▶ [Dataset rows on where objects appear]:
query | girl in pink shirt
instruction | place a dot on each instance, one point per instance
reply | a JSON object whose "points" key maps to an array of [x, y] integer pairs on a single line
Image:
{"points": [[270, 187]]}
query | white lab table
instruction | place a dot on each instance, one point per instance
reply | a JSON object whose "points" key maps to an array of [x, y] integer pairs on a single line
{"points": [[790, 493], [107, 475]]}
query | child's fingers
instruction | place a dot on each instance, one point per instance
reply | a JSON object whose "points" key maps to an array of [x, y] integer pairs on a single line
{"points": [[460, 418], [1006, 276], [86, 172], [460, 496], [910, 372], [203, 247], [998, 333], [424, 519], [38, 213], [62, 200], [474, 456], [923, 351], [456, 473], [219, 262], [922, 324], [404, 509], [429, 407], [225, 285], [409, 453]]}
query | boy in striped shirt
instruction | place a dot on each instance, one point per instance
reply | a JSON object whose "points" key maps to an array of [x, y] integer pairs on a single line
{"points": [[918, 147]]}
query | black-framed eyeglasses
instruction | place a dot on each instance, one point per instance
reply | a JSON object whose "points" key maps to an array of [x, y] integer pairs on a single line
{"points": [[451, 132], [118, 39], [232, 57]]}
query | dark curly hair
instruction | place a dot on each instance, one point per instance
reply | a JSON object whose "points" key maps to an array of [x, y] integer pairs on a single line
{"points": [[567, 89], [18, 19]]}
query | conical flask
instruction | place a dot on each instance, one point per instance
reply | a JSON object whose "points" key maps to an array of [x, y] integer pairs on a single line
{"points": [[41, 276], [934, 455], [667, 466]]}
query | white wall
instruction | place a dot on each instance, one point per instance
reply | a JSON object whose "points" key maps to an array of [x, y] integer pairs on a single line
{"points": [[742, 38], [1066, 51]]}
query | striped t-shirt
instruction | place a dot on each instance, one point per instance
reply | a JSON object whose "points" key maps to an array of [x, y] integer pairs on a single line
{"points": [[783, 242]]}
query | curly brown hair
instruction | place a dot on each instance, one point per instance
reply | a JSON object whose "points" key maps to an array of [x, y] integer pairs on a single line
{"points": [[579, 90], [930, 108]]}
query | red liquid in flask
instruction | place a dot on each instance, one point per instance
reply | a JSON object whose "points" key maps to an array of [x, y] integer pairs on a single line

▶ [EXERCISE GOAL]: Output an exact copy of the lines beginning at the one that holds "query | striped t-shirt" and running through the final line of the records.

▶ [RESULT BELOW]:
query | striped t-shirt
instruction | place a dot on each instance, one point per instance
reply | a JSON object whose "points" key maps to an array of [x, y] integer pairs on a single line
{"points": [[783, 242]]}
query | curly brown hair
instruction | place a dot on each instance, one point per instance
reply | a JSON object whose "points" key maps to an array of [x, y] integer pairs on a single line
{"points": [[579, 90], [930, 108]]}
query | red liquid in flask
instruction | place a dot on each instance, one point per instance
reply | a JSON object whose "points" key maps to an array of [x, y] integer pairs on a single line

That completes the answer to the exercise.